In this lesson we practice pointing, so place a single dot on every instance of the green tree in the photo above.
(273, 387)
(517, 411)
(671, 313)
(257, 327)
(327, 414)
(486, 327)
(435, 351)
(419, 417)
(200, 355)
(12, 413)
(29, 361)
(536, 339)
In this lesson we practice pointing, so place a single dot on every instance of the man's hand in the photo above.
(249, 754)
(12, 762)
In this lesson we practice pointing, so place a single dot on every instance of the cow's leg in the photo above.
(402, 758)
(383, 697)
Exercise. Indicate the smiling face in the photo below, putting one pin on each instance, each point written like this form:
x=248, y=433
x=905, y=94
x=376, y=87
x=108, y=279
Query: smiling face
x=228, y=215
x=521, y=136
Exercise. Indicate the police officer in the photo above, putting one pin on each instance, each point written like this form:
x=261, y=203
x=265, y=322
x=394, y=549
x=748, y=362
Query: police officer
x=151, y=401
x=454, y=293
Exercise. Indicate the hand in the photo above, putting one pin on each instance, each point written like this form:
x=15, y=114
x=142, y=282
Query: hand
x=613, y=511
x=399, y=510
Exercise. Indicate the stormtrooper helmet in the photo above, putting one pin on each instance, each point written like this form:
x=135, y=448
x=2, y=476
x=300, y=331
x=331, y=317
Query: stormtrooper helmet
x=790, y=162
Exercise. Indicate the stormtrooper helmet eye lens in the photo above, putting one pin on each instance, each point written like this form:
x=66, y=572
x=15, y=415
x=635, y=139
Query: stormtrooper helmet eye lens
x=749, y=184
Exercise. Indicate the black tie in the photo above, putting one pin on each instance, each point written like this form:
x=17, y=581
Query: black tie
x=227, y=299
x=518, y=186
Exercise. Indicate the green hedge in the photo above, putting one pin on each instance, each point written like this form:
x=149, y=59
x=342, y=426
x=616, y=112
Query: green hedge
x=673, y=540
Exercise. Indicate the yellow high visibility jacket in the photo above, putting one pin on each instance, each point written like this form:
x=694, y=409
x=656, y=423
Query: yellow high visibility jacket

━━━━━━━━

*What you have to do*. Rescale the stretch from the line containing "Exercise. Indicate the green" through the end of the records, copying every line, requests included. Multiply each point coordinate in the answers by 0.85 and round to whole numbers, rounding halves up, while keeping the numbers in the requests and their sample formats unchanged.

*Completed exercise*.
Exercise. Indicate the green hedge in the photo above, putting one pin on each instance, each point written like this form:
x=149, y=59
x=342, y=426
x=616, y=112
Query: green hedge
x=572, y=459
Exercise. Indicate the yellow high visibility jacket in the photo above, putting one pin on each instance, each point written like this form:
x=694, y=409
x=656, y=423
Query: yellow high visibility jacket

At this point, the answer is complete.